[Part of a data file]
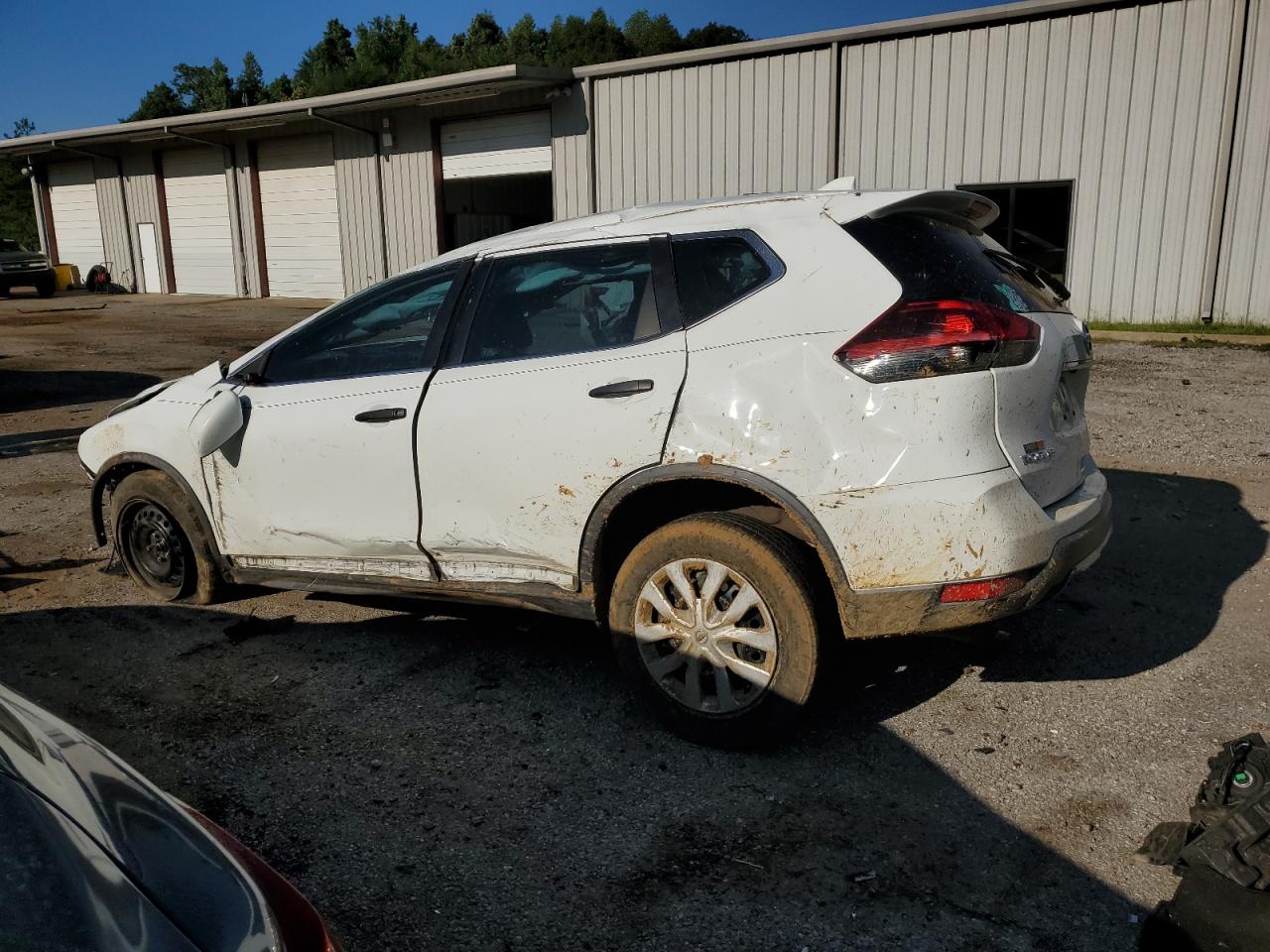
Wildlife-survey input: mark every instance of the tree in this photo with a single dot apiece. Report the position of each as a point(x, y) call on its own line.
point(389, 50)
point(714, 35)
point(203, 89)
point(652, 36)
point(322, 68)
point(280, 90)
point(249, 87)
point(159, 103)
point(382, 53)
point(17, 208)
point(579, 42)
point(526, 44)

* * *

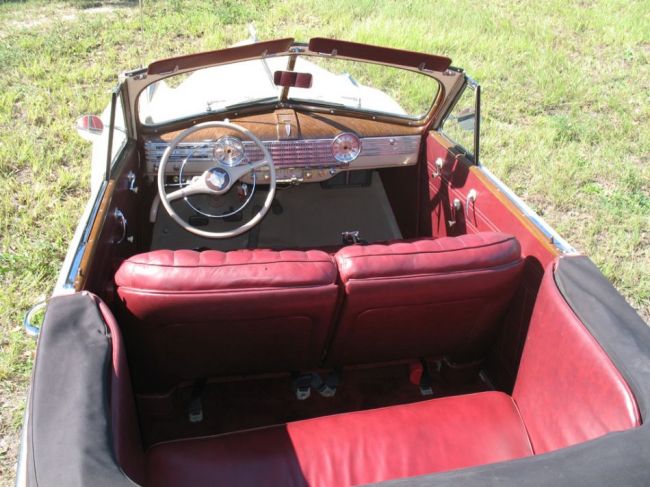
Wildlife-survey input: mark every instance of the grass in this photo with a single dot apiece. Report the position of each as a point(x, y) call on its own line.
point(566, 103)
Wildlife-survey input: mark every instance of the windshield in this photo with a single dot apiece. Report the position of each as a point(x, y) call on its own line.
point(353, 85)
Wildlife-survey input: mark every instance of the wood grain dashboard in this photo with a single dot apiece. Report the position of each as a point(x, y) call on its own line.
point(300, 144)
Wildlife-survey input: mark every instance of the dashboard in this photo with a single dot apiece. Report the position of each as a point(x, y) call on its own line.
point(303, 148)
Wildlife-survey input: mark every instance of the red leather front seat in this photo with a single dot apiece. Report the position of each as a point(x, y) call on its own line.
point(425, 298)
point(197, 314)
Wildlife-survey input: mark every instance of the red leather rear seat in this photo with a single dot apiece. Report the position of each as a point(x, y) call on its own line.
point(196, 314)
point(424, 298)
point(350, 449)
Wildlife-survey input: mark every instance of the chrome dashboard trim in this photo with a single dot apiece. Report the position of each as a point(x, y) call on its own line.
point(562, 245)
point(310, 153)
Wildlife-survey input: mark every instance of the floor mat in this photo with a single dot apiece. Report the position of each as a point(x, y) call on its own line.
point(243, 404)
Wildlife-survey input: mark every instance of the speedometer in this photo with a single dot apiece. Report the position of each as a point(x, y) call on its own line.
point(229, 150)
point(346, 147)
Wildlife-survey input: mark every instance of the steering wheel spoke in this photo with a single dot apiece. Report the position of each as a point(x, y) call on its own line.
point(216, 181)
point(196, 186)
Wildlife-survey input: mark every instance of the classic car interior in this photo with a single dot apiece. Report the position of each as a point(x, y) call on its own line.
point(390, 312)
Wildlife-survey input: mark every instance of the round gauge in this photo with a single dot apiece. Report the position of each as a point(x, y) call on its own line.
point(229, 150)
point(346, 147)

• Instructions to follow:
Turn the data between the lines holding "red leather front" and "point(350, 449)", inclusive, into a Markdown table with a Row column that numbers each line and a Line column that holds it, skipping any blank lines.

• Written reply:
| Row | Line |
|---|---|
| 1 | Wildlife-survey input: mark every instance of the red leather front seat in this photo with a single dot apiece. Report the position of each as a point(x, y) call on its own line. |
| 2 | point(425, 298) |
| 3 | point(197, 314) |
| 4 | Wildlife-survey input: mark every instance of the red leather rear seat in this photo with a single dot apiece. Report the position of each as a point(x, y) call on its own line. |
| 5 | point(196, 314) |
| 6 | point(424, 298) |
| 7 | point(350, 449) |